__Problem__: You are to retype exactly the line with "Query: green lanyard" and every line after it in the entries below.

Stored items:
# # # #

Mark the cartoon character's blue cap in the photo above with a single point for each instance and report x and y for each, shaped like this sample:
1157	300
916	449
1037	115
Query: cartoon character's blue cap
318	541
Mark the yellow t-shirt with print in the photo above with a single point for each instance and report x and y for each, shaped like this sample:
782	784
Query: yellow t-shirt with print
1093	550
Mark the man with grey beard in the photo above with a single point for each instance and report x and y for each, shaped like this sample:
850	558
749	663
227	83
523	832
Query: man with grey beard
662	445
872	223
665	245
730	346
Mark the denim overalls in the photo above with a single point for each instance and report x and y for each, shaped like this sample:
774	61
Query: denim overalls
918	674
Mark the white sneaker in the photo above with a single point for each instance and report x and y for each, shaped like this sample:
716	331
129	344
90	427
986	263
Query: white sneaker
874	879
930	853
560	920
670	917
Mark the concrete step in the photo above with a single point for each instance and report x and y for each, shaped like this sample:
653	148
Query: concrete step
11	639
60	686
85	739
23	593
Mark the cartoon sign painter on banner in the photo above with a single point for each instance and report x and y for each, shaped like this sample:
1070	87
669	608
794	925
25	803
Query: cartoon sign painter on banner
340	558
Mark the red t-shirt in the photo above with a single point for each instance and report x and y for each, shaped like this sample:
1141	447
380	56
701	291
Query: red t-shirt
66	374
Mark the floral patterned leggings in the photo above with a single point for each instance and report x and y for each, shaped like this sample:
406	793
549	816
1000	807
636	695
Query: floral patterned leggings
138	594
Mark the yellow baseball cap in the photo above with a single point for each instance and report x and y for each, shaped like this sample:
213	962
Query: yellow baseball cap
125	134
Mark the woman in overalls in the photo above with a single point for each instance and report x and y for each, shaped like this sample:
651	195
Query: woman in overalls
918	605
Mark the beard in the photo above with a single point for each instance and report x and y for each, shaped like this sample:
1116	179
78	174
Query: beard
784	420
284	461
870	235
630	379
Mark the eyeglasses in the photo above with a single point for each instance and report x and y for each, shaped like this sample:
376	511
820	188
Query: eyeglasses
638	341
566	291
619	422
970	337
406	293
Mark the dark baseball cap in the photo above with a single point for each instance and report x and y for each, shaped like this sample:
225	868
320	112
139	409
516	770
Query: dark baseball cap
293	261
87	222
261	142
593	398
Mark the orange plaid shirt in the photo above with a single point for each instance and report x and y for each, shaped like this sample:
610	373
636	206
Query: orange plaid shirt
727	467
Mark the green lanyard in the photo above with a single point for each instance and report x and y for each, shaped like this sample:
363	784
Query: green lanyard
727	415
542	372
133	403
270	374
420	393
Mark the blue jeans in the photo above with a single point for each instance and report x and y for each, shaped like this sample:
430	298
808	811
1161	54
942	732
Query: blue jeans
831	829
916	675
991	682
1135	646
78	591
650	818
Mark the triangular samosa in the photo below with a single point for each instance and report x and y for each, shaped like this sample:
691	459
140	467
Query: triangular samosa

# # # #

__Response to this exercise__:
Query: green lanyard
727	415
542	372
133	403
270	374
420	393
Mark the blue jeans in the photo above with a single point for each instance and report x and y for each, shaped like this sample:
430	298
808	811
1161	54
942	732
Query: blue jeans
831	829
916	675
991	682
1135	646
78	591
650	818
Mark the triangular samosa in the photo below with a single point for each instance and report x and y for each, shaped like this sample:
691	459
140	467
Query: triangular samosa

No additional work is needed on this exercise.